>> BEGIN RECORDS FOR THE TASK

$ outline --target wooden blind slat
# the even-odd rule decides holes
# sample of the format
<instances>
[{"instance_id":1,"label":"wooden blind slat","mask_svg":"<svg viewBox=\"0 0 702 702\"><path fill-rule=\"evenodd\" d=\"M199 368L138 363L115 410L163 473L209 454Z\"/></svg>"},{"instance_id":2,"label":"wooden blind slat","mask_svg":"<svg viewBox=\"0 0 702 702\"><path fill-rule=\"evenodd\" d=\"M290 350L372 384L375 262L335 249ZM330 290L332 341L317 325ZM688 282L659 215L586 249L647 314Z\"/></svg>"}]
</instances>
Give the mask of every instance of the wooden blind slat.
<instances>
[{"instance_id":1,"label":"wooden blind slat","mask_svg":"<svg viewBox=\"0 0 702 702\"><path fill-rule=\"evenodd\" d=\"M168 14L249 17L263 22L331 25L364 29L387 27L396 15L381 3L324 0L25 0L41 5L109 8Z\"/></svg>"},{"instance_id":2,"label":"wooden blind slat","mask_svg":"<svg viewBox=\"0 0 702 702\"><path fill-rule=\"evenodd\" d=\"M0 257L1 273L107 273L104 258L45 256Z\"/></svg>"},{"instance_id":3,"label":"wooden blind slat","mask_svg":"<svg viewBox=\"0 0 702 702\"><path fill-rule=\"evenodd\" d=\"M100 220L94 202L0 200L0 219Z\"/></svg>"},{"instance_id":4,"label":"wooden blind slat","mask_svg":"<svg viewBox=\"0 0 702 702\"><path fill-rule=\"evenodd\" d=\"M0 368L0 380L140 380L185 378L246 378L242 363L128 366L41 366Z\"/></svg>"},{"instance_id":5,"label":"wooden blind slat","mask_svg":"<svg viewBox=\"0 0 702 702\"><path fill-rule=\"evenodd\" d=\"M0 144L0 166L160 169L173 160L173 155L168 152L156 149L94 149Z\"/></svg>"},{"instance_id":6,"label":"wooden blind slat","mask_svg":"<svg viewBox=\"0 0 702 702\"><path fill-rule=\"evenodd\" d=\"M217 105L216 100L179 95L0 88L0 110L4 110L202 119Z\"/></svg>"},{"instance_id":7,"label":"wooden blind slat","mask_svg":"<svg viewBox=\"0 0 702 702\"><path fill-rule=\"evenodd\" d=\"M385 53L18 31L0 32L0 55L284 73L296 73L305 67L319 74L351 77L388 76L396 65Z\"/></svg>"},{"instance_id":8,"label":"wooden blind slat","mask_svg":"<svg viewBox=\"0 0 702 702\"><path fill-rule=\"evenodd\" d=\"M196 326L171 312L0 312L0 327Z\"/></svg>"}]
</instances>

>> END RECORDS FOR THE TASK

Could you retype all of the data above exactly, line for line?

$ outline --target wooden blind slat
# the even-odd rule decides holes
# sample of the format
<instances>
[{"instance_id":1,"label":"wooden blind slat","mask_svg":"<svg viewBox=\"0 0 702 702\"><path fill-rule=\"evenodd\" d=\"M199 368L138 363L115 410L163 473L209 454Z\"/></svg>"},{"instance_id":2,"label":"wooden blind slat","mask_svg":"<svg viewBox=\"0 0 702 702\"><path fill-rule=\"evenodd\" d=\"M290 350L372 384L375 262L335 249ZM330 290L332 341L317 325ZM688 282L659 215L586 249L647 314Z\"/></svg>"}]
</instances>
Give the mask of every instance of the wooden blind slat.
<instances>
[{"instance_id":1,"label":"wooden blind slat","mask_svg":"<svg viewBox=\"0 0 702 702\"><path fill-rule=\"evenodd\" d=\"M168 14L249 17L263 22L331 25L364 29L387 27L396 15L381 3L324 0L25 0L41 5L109 8Z\"/></svg>"},{"instance_id":2,"label":"wooden blind slat","mask_svg":"<svg viewBox=\"0 0 702 702\"><path fill-rule=\"evenodd\" d=\"M0 257L1 273L107 273L104 258L45 256Z\"/></svg>"},{"instance_id":3,"label":"wooden blind slat","mask_svg":"<svg viewBox=\"0 0 702 702\"><path fill-rule=\"evenodd\" d=\"M100 220L94 202L0 200L0 219Z\"/></svg>"},{"instance_id":4,"label":"wooden blind slat","mask_svg":"<svg viewBox=\"0 0 702 702\"><path fill-rule=\"evenodd\" d=\"M0 368L0 380L140 380L185 378L246 378L242 363L128 366L41 366Z\"/></svg>"},{"instance_id":5,"label":"wooden blind slat","mask_svg":"<svg viewBox=\"0 0 702 702\"><path fill-rule=\"evenodd\" d=\"M0 144L0 166L160 169L173 160L173 155L168 152L156 149L94 149Z\"/></svg>"},{"instance_id":6,"label":"wooden blind slat","mask_svg":"<svg viewBox=\"0 0 702 702\"><path fill-rule=\"evenodd\" d=\"M217 105L216 100L179 95L0 88L0 110L4 110L202 119Z\"/></svg>"},{"instance_id":7,"label":"wooden blind slat","mask_svg":"<svg viewBox=\"0 0 702 702\"><path fill-rule=\"evenodd\" d=\"M385 53L18 31L0 32L0 55L284 73L296 73L305 67L319 74L351 77L388 76L396 65Z\"/></svg>"},{"instance_id":8,"label":"wooden blind slat","mask_svg":"<svg viewBox=\"0 0 702 702\"><path fill-rule=\"evenodd\" d=\"M196 326L171 312L0 312L0 327Z\"/></svg>"}]
</instances>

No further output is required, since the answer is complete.